• Objective A
Edit the listing from the line containing "Segment the diced" through the end of the listing, replacing "diced green bell pepper" with "sliced green bell pepper" and leaving everything else unchanged. Return only those lines.

--- Start of Selected text ---

When establishing and reviewing our executive compensation programs, the Committee and our board of directors consider whether the programs encourage risks which are reasonably likely to have a material adverse affect on us. In May 2012, the Committee received from its compensation consultant, Exequity, factors to consider in determining the extent to which the features of our compensation programs aggravate or mitigate risk. In reviewing these considerations, in light of the our broad-based plans, including those in which our named executive officers participate, the Committee determined that our compensation programs are not reasonably likely to have a material adverse effect on us. A review of those features and our compensation programs is highlighted below:

 

Risk Aggravating Feature

   Our Compensation Programs
A compensation mix overly weighted toward short-term incentives    The mix of pay, and blend of equity, is appropriately balanced between fixed and variable, short- and long-term, and time and performance based.
Highly leveraged payout curves and uncapped payouts    Maximum payout levels for our annual cash bonuses upon achievement of financial goals are capped; the payout curves are appropriately calibrated to afford for reasonable leverage; there is direct alignment between pay and performance.

Unreasonable goals or thresholds

   Considering our performance history, the goals and thresholds are appropriate.

Use of inappropriate metrics

   Our performance based programs consider EBITDA targets and strategic objectives as set by our board of directors. These metrics are within the influence of management’s performance and are aligned with stockholders’ interests.

--- End of Selected text ---
--- Start of Material provided ---

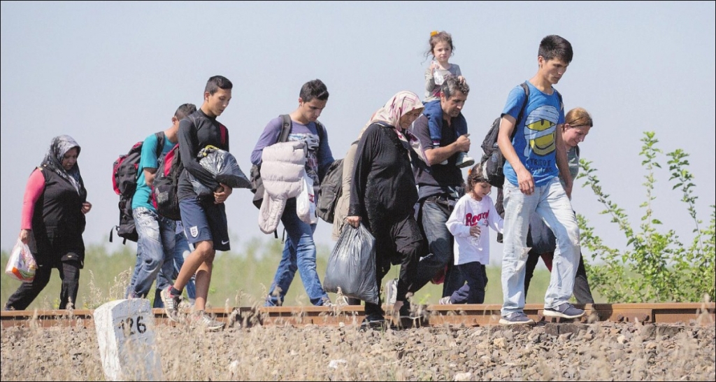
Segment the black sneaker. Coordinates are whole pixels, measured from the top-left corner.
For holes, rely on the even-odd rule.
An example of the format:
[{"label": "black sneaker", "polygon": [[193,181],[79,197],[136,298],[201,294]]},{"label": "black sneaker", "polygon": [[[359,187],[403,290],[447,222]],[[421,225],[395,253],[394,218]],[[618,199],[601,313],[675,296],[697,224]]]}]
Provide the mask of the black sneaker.
[{"label": "black sneaker", "polygon": [[378,314],[368,315],[363,319],[363,328],[382,328],[385,325],[385,317]]},{"label": "black sneaker", "polygon": [[535,321],[524,312],[515,312],[500,318],[500,325],[535,325]]},{"label": "black sneaker", "polygon": [[558,317],[560,318],[579,318],[584,315],[584,311],[577,309],[569,302],[563,302],[562,305],[553,308],[545,308],[544,315],[546,317]]}]

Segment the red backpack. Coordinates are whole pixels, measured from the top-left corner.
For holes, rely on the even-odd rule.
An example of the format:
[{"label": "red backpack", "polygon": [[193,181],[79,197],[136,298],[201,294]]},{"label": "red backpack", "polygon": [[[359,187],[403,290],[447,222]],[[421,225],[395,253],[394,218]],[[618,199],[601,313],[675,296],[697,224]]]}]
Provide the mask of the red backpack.
[{"label": "red backpack", "polygon": [[[157,158],[162,155],[164,148],[164,132],[156,133],[157,136]],[[110,231],[110,242],[112,242],[112,234],[117,231],[117,234],[124,238],[124,244],[127,240],[137,242],[137,227],[135,226],[134,217],[132,214],[132,199],[137,191],[137,180],[139,178],[139,162],[142,158],[142,146],[144,141],[136,143],[126,154],[120,155],[115,161],[112,166],[112,186],[115,193],[120,196],[120,224],[112,227]]]}]

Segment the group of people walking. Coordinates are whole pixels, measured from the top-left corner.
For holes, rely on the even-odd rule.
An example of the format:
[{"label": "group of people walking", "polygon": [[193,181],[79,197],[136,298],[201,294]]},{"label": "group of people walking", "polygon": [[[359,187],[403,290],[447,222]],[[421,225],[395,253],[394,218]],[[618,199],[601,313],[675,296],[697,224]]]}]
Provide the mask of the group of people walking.
[{"label": "group of people walking", "polygon": [[[569,302],[573,292],[580,304],[594,300],[570,197],[579,143],[593,122],[580,108],[565,115],[561,97],[553,87],[571,62],[571,45],[556,35],[543,39],[536,74],[526,82],[526,88],[513,89],[505,102],[498,138],[506,159],[505,181],[500,190],[502,216],[502,209],[495,208],[490,196],[492,186],[480,161],[468,155],[471,143],[461,112],[470,87],[460,67],[449,62],[455,49],[452,37],[434,32],[429,44],[426,56],[434,59],[425,72],[425,99],[410,91],[395,93],[369,118],[345,155],[334,238],[360,224],[368,229],[375,239],[377,287],[391,266],[400,265],[392,307],[401,315],[410,315],[411,295],[431,281],[443,283],[440,303],[484,302],[491,229],[504,237],[500,323],[534,323],[523,310],[539,257],[551,271],[545,315],[581,317],[584,310]],[[216,251],[230,249],[224,202],[233,190],[199,164],[197,153],[207,145],[229,151],[228,129],[217,118],[229,104],[232,86],[226,77],[212,77],[200,108],[184,104],[177,110],[172,126],[163,132],[160,150],[156,135],[147,137],[132,201],[139,240],[127,298],[147,297],[156,280],[155,306],[163,306],[170,319],[179,320],[186,289],[194,299],[188,319],[208,329],[223,325],[205,308]],[[306,213],[301,201],[291,194],[309,188],[315,203],[321,181],[335,160],[329,144],[330,130],[318,122],[328,99],[328,89],[320,80],[304,84],[298,108],[269,120],[251,153],[251,163],[261,168],[267,184],[282,176],[290,179],[279,195],[274,194],[274,184],[267,187],[271,192],[266,191],[259,210],[260,226],[274,226],[280,220],[286,234],[266,306],[284,303],[296,271],[313,305],[333,304],[316,271],[315,213]],[[180,221],[160,215],[149,197],[158,161],[177,143],[183,167],[178,186]],[[279,147],[284,152],[267,149]],[[71,138],[54,138],[28,181],[20,239],[37,243],[33,254],[42,270],[35,281],[24,284],[10,297],[6,309],[26,308],[47,284],[52,267],[60,269],[63,280],[60,308],[71,307],[76,301],[84,259],[84,214],[91,209],[77,165],[79,153]],[[465,168],[467,179],[463,176]],[[196,180],[214,190],[213,194],[198,196],[192,186]],[[296,188],[297,182],[303,186]],[[382,325],[381,300],[366,302],[365,312],[364,325]]]}]

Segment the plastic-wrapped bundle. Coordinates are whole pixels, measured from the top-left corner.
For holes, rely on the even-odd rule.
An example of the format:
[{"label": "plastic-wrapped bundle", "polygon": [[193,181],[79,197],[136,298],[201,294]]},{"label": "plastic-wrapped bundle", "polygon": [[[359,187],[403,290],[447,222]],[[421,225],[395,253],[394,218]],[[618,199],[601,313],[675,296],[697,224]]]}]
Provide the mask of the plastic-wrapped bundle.
[{"label": "plastic-wrapped bundle", "polygon": [[360,224],[343,226],[341,236],[331,252],[324,278],[326,292],[337,293],[372,304],[378,303],[378,283],[375,279],[375,238]]},{"label": "plastic-wrapped bundle", "polygon": [[[214,176],[216,181],[226,184],[232,188],[250,188],[251,182],[244,175],[238,166],[233,155],[228,151],[215,146],[208,145],[199,151],[196,156],[199,164]],[[189,180],[194,186],[194,191],[199,196],[211,195],[213,193],[206,185],[189,174]]]}]

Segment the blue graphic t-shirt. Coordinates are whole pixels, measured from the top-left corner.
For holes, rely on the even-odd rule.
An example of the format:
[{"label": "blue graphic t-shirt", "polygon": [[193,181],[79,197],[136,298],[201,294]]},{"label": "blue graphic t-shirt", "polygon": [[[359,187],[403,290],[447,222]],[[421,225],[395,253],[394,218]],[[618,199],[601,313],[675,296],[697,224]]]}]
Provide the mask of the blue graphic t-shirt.
[{"label": "blue graphic t-shirt", "polygon": [[[512,139],[512,145],[520,161],[532,174],[535,186],[541,186],[559,175],[555,157],[555,139],[557,125],[564,123],[564,110],[556,90],[547,95],[529,81],[527,85],[530,88],[530,97],[522,119],[516,121],[515,125],[515,138]],[[503,115],[509,114],[516,119],[520,108],[524,104],[525,97],[522,87],[515,87],[507,98]],[[505,164],[505,178],[513,185],[518,186],[517,174],[509,163]]]},{"label": "blue graphic t-shirt", "polygon": [[[152,188],[147,184],[147,181],[144,178],[144,169],[145,168],[156,168],[159,166],[159,158],[157,157],[158,143],[156,134],[152,134],[144,140],[144,143],[142,145],[142,157],[139,160],[139,170],[137,173],[139,177],[137,178],[137,191],[135,191],[135,196],[132,199],[132,209],[137,207],[145,207],[150,211],[156,211],[156,209],[152,204]],[[162,156],[171,151],[175,144],[170,142],[165,135]]]}]

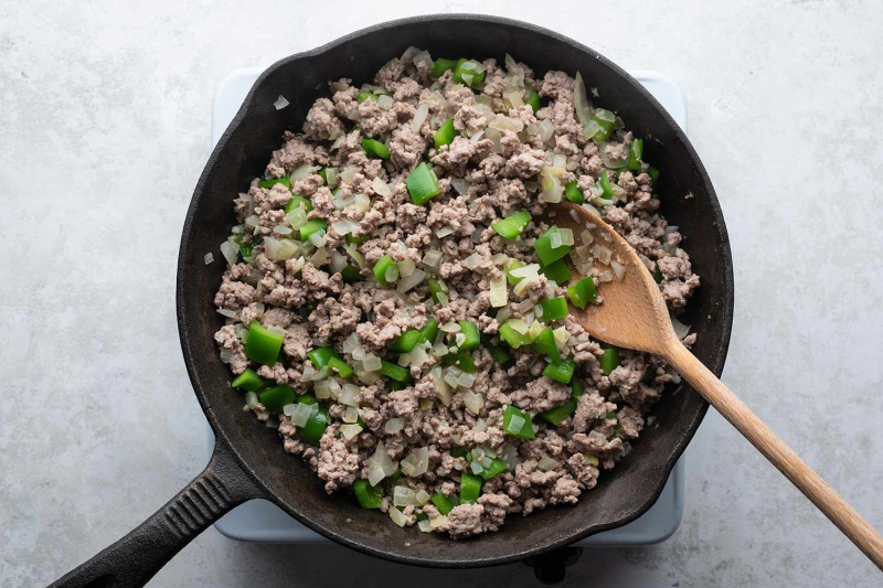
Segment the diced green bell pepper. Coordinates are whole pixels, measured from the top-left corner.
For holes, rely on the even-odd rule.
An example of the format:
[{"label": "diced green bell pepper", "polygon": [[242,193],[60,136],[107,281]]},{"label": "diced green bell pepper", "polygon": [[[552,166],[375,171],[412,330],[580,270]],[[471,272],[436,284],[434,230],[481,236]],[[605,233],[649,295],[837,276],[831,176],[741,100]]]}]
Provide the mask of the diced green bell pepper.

--- End of Material provided ---

• Objective B
Condense the paragraph of the executive compensation text that begins "When establishing and reviewing" into a shorter version that keeps its main facts.

• Right answer A
Segment the sliced green bell pepper. Coordinates are whole pixels, measured from the top-left corner.
For holes, rely on the even-odd rule.
An example of the format:
[{"label": "sliced green bell pepper", "polygon": [[242,193],[60,136],[107,281]]},{"label": "sliced green bell pepper", "polygon": [[[552,166],[375,171],[412,330],[580,270]],[[471,272],[436,284],[434,230],[481,236]],[[605,233],[649,295],[837,276],[831,176],[741,100]]]}]
Provide the mask of the sliced green bell pepper.

• Right answer B
The Committee and the board of directors consider whether executive compensation programs encourage risks reasonably likely to have a material adverse effect on the company. In May 2012, the compensation consultant, Exequity, gave the Committee factors for judging whether program features aggravate or mitigate risk. After reviewing these factors against the broad-based plans, including those covering named executive officers, the Committee determined that the programs are not reasonably likely to have such an effect.